Rewrite the material starting with the line that contains "Where is each instance of the shingled" and going on through the line that contains "point(172, 293)", replacing "window trim" with "window frame" and keeping everything else the same.

--- begin ---

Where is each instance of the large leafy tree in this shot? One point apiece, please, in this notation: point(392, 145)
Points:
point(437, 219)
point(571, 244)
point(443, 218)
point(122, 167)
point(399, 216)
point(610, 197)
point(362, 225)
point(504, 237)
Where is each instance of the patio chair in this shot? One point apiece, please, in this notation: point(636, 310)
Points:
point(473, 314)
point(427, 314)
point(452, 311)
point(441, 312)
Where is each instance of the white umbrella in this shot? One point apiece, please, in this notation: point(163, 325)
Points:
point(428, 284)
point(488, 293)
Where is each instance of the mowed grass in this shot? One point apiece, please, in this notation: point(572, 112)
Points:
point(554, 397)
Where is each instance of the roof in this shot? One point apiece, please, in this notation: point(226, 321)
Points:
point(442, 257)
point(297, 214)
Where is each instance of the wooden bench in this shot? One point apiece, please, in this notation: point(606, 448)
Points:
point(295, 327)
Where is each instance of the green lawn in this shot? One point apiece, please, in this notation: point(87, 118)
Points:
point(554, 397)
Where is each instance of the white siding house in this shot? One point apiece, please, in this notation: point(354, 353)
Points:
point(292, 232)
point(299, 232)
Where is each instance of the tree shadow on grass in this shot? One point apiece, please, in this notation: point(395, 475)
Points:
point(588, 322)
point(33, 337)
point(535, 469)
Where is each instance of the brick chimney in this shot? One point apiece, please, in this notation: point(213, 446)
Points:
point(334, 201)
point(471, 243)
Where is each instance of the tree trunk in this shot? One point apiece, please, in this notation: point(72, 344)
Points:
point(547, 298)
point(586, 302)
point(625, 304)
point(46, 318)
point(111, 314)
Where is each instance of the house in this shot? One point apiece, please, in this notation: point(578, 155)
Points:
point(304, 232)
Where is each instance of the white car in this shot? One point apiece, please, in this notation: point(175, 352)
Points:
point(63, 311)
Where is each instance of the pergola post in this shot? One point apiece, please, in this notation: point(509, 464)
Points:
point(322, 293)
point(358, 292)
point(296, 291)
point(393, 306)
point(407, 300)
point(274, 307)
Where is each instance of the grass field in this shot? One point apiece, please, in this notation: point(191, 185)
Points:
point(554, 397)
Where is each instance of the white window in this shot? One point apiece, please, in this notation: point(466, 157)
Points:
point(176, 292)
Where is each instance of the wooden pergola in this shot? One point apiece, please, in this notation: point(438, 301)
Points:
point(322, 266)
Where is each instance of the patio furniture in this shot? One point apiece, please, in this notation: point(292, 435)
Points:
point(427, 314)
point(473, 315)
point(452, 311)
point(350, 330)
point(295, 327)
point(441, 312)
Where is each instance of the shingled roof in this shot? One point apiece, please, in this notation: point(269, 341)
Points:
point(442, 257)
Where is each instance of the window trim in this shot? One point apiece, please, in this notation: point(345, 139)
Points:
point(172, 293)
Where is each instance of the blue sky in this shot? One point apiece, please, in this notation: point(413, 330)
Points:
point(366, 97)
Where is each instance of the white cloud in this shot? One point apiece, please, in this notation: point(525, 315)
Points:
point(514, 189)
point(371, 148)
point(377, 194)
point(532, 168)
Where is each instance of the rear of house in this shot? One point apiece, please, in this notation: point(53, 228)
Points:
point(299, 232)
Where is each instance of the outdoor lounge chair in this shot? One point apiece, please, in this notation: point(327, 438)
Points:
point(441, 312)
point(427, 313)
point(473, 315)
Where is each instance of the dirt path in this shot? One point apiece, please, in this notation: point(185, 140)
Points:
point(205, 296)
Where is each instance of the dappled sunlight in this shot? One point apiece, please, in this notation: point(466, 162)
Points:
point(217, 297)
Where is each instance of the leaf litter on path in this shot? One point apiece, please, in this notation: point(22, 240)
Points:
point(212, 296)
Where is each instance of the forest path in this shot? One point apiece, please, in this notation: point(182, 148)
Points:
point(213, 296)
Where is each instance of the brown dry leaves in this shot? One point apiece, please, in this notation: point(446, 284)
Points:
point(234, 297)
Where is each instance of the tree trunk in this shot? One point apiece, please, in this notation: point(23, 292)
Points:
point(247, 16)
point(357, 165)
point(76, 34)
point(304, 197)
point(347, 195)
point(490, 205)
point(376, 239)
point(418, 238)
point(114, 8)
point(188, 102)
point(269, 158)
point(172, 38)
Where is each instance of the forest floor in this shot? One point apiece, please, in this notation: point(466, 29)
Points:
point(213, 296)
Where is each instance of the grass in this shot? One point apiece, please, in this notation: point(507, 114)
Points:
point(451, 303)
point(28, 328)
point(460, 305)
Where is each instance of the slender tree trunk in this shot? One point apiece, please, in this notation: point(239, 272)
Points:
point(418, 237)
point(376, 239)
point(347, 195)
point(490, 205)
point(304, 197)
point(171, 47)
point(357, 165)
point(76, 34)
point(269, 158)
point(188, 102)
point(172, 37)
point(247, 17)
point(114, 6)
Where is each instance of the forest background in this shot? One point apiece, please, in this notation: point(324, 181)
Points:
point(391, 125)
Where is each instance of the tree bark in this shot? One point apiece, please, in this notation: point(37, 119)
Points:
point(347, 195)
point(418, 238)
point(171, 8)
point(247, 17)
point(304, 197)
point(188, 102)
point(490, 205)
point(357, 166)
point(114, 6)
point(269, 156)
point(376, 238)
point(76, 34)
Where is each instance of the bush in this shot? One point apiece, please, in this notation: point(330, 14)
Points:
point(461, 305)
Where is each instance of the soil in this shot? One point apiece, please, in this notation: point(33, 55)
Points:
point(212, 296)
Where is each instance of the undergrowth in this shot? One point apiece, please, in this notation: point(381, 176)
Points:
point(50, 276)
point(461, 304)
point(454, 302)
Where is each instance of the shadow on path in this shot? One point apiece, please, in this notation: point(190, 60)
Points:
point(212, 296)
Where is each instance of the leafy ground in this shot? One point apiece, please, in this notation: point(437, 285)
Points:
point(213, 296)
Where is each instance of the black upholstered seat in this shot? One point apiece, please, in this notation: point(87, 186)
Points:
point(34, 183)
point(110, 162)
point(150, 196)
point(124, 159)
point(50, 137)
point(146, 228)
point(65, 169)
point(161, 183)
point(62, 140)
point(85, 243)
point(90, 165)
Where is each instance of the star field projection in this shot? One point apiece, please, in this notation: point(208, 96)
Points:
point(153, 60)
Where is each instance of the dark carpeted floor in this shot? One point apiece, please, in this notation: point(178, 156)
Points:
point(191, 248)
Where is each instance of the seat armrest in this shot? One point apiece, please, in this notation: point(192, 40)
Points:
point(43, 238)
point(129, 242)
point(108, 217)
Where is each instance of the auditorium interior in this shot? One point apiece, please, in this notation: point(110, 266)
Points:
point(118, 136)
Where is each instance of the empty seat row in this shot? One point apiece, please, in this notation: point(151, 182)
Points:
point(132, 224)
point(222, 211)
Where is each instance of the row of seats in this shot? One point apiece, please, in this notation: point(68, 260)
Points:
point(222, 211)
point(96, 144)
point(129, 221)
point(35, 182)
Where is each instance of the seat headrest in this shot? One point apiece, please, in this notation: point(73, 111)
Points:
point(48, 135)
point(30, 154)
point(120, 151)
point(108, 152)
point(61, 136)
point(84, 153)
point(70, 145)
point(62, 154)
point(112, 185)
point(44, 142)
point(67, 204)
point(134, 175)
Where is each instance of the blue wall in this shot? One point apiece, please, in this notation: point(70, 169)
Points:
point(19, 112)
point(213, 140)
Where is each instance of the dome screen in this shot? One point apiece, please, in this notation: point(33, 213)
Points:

--- end ---

** FULL ANSWER **
Where is each instance of the shingled roof in this shot? One point apiece, please, in this notation: point(269, 341)
Points:
point(442, 257)
Where is each instance of the window frame in this shot? One point apiece, please, in this notation: point(345, 139)
Points:
point(172, 293)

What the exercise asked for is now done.